[Excerpt provided]

============================================================

The Tech - Online EditionMIT's oldest and largest
newspaper & the first
newspaper published
on the web
Boston Weather: 73.0°F | Thunderstorm in Vicinity Heavy Rain

It hurts to make hypocritical choices

Most of us are hypocrites. We want to prevent Ethiopians from starving. We want to see an end to the "Killing Fields" of Cambodia. We want to break the economic barriers which separate the slums from the Back Bay.

But we also want to improve our own lives, and this is often more important to us than the lives of others. The "New Right" may be characterized by its lack of concern for others.

I volunteer at the hospital twice a week, three hours each day. Sometimes when I'm there, things get really busy. It's exciting to watch the doctors so involved. I think to myself that one day I will be one of them. The patients are in pain, but they usually don't complain very much.

I talked to a friend from Harvard last week who has done much work in the public sector. I was surprised to see her confused about her role in policy matters. She had always seemed so sure of her goals. Recently, however, her close friend switched from strong public motivations to more self-oriented motivations.

"I've lost a lot of sleep wondering what I should contribute," I told her. "The more I think about it, the more hypocritical I feel."

She knew what I meant. We all place limits on the amount of time we are willing to devote to others. The fact that we do not do more for others often causes an inner conflict. She gives much more of herself than most people, and I respect her for it.

============================================================

[Instructions for the task] For each statement about the column on hypocritical choices, answer yes or no and quote the column's deciding words: (a) The writer volunteers at the hospital twice a week. (b) The friend from Harvard has done little work in the public sector. (c) The patients at the hospital usually complain a great deal.

Dataset entries

============================================================

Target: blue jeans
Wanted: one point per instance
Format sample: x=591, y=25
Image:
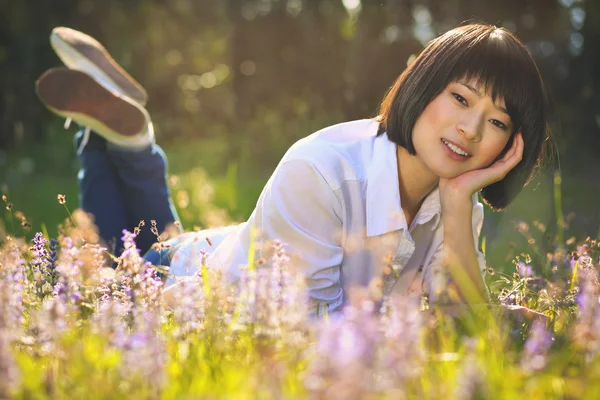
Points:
x=120, y=187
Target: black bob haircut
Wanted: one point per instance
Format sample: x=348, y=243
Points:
x=503, y=67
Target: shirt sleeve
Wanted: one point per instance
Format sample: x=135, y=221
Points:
x=434, y=277
x=300, y=208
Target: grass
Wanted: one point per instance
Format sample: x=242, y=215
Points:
x=71, y=328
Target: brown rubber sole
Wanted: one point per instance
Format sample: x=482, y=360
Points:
x=74, y=94
x=88, y=47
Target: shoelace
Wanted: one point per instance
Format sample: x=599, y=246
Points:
x=84, y=140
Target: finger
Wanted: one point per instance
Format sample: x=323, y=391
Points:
x=514, y=147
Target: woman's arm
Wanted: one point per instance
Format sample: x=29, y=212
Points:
x=459, y=258
x=299, y=207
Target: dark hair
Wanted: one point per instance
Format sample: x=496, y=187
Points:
x=501, y=64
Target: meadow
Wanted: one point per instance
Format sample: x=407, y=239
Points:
x=72, y=327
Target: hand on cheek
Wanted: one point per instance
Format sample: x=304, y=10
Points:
x=465, y=185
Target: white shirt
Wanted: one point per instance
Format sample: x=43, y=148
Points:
x=334, y=202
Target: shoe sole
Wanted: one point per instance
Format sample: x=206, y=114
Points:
x=84, y=53
x=68, y=93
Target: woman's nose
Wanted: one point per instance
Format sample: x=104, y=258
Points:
x=470, y=125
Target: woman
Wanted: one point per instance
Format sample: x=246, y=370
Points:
x=392, y=198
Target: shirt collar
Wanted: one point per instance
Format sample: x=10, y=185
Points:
x=384, y=211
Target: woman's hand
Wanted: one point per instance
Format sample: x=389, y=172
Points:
x=465, y=185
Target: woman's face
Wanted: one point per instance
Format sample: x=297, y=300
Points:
x=461, y=130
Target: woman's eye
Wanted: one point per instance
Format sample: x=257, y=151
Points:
x=499, y=124
x=460, y=98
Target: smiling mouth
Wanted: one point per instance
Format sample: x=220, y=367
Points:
x=455, y=149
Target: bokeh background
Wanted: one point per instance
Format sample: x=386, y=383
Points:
x=233, y=83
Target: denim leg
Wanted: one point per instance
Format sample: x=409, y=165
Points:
x=100, y=192
x=143, y=177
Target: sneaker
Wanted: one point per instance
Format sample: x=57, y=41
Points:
x=84, y=53
x=76, y=95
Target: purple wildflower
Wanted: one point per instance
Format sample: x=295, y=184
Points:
x=525, y=270
x=536, y=349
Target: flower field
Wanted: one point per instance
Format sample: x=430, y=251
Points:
x=73, y=327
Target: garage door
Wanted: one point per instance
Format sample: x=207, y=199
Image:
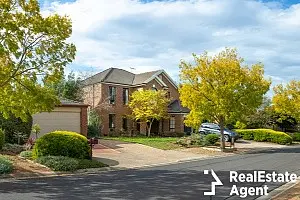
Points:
x=59, y=119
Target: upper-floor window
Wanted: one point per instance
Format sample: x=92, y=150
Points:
x=125, y=96
x=172, y=124
x=125, y=124
x=112, y=95
x=111, y=121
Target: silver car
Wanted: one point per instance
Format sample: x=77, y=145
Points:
x=211, y=128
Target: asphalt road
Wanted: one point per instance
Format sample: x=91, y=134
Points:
x=178, y=181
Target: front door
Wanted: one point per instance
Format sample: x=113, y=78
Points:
x=155, y=127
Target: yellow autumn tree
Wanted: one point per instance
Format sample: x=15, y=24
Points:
x=221, y=88
x=149, y=105
x=286, y=99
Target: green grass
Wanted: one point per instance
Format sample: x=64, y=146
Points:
x=164, y=143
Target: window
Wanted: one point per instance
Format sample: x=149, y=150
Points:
x=168, y=95
x=172, y=124
x=112, y=95
x=125, y=96
x=125, y=124
x=112, y=121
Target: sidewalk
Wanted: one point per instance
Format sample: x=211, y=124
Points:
x=292, y=193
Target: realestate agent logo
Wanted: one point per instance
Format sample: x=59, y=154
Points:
x=213, y=184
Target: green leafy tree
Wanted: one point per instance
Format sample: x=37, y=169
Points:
x=33, y=51
x=68, y=88
x=149, y=105
x=286, y=99
x=221, y=88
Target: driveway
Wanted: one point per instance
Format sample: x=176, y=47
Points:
x=130, y=155
x=182, y=181
x=123, y=155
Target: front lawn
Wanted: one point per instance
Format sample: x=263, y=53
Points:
x=164, y=143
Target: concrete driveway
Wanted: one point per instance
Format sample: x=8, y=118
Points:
x=130, y=155
x=125, y=155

============================================================

[Response area]
(a) Yes: "I volunteer at the hospital twice a week, three hours each day."
(b) No: "I talked to a friend from Harvard last week who has done much work in the public sector."
(c) No: "The patients are in pain, but they usually don't complain very much."